◆ Written problem ◆
Please write out every line of the items below as a JSON list of strings, one string per line, with blank lines and pictures left out.

◆ Input rows ◆
######

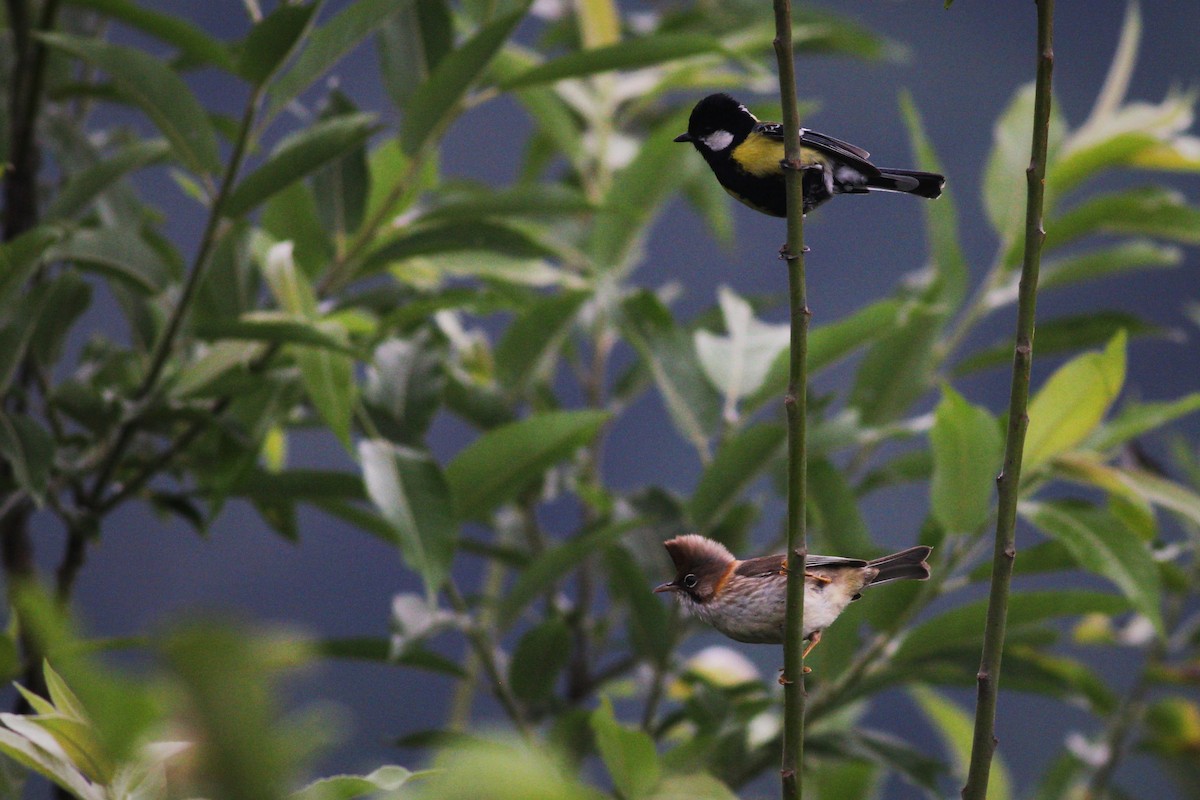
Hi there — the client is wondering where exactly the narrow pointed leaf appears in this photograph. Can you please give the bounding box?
[42,34,221,176]
[500,34,722,91]
[236,2,320,86]
[446,410,610,519]
[929,386,1003,534]
[46,139,170,221]
[400,7,524,155]
[359,440,458,596]
[1020,503,1165,636]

######

◆ Full output ◆
[
  "Hi there — the client is wondering where exactly the narrow pointed leaf appears in this photograph. Can you please give the bounding box?",
  "[42,34,221,176]",
  "[500,34,722,91]",
  "[236,2,320,86]",
  "[446,410,610,519]",
  "[929,386,1003,534]",
  "[46,139,170,221]",
  "[400,7,524,155]",
  "[359,440,458,596]",
  "[1020,503,1165,636]"
]